┌─ GIVEN INFORMATION
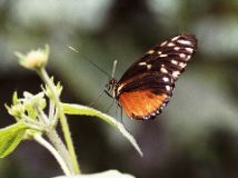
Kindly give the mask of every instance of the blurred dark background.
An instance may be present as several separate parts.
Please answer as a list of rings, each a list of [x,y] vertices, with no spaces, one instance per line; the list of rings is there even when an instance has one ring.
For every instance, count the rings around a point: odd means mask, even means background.
[[[69,117],[81,169],[118,169],[138,178],[237,178],[237,0],[0,0],[0,126],[13,122],[3,106],[13,91],[40,91],[40,79],[18,65],[14,51],[49,43],[48,71],[62,81],[62,100],[89,105],[108,78],[68,46],[109,73],[117,59],[119,79],[145,51],[180,32],[197,36],[198,51],[168,107],[151,121],[123,118],[145,157],[107,123]],[[105,96],[95,108],[105,111],[110,101]],[[33,141],[0,160],[1,178],[60,174],[54,158]]]

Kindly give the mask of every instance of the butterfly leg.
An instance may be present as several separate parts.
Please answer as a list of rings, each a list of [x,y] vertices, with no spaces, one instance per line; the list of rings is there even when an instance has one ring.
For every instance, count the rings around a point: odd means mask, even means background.
[[[105,90],[102,90],[99,96],[89,105],[89,107],[92,107],[102,96],[102,93],[105,92]]]
[[[108,111],[111,109],[111,107],[115,105],[115,99],[112,100],[112,102],[110,103],[110,106],[107,108],[106,113],[108,113]]]

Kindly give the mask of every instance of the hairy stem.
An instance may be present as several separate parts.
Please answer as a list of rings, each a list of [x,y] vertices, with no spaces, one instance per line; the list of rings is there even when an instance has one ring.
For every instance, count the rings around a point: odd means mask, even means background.
[[[34,135],[34,140],[53,155],[66,176],[71,175],[70,170],[68,169],[68,166],[66,165],[59,152],[46,139],[43,139],[40,135]]]
[[[56,107],[58,109],[58,115],[59,115],[59,120],[60,120],[60,125],[62,128],[63,137],[65,137],[66,144],[67,144],[67,148],[69,150],[70,157],[71,157],[72,167],[73,167],[75,174],[78,175],[78,174],[80,174],[80,168],[79,168],[79,164],[77,161],[77,156],[76,156],[75,147],[73,147],[72,139],[71,139],[69,125],[68,125],[67,118],[63,113],[63,109],[60,105],[59,96],[58,96],[56,88],[52,85],[46,69],[44,68],[39,69],[38,73],[52,92],[52,97],[56,102]]]

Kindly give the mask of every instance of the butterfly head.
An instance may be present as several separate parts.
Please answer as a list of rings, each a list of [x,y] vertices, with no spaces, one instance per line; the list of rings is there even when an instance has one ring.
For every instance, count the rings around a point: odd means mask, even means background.
[[[118,88],[118,81],[115,78],[111,78],[109,82],[106,86],[108,91],[112,92],[112,97],[117,97],[117,88]]]

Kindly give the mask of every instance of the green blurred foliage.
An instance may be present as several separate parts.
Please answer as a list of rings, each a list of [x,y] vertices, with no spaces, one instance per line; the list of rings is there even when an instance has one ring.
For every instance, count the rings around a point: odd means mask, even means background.
[[[3,108],[10,93],[16,89],[37,91],[40,85],[36,73],[19,67],[16,50],[49,43],[48,70],[62,81],[63,99],[89,105],[108,78],[82,56],[108,73],[117,59],[119,79],[157,42],[184,31],[195,33],[198,51],[163,113],[148,122],[123,118],[145,158],[139,158],[123,138],[103,123],[72,117],[79,161],[85,172],[115,168],[139,178],[238,177],[237,0],[1,0],[0,12],[2,127],[10,120]],[[103,111],[110,101],[105,96],[95,107]],[[115,111],[116,107],[110,113]],[[40,146],[30,145],[26,152],[27,146],[11,155],[10,161],[1,160],[0,177],[10,178],[10,172],[20,177],[28,171],[36,178],[42,177],[42,171],[48,172],[46,177],[60,175],[54,160]],[[12,170],[9,164],[13,159]]]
└─
TASK OBJECTIVE: Output the lines above exactly, starting with the line that contains "Kindly give the mask of every instance of the butterfly head." and continuing through the end of the records, both ends included.

WRITTEN REPLY:
Kindly give the mask of every instance of the butterfly head.
An instance may be present as several separate parts.
Please answer as a list of rings, each a list of [x,y] vertices, with no spaces, one instance per line; the list of rings is there even when an instance has one ring.
For every instance, count the rings around a point: odd means mask, even means background.
[[[118,88],[118,81],[115,78],[111,78],[109,82],[106,86],[108,91],[112,92],[112,97],[117,97],[117,88]]]

Kindly give the mask of every instance of the green blurred foliage.
An instance may be present as several separate parts.
Please answer as a list of rings, each a list of [x,y] vertices, with no spaces, one instance per line; the list of rings is there even when an instance has one ring.
For every instance, count the rings around a point: odd means mask, even means background.
[[[3,108],[10,93],[16,89],[37,91],[40,85],[36,73],[19,67],[16,50],[49,43],[48,70],[62,81],[63,99],[89,105],[108,78],[82,56],[108,73],[117,59],[119,79],[157,42],[184,31],[195,33],[198,51],[163,113],[148,122],[123,118],[145,158],[139,158],[123,138],[103,123],[72,117],[79,161],[85,172],[115,168],[139,178],[238,177],[237,0],[1,0],[0,12],[2,127],[10,120]],[[103,111],[110,101],[105,96],[95,107]],[[115,111],[116,107],[110,113]],[[40,146],[30,145],[26,152],[27,146],[11,155],[10,161],[1,160],[0,177],[10,178],[10,172],[20,177],[28,171],[36,178],[42,177],[42,171],[48,172],[46,177],[60,175],[54,160]],[[12,170],[9,164],[13,159]]]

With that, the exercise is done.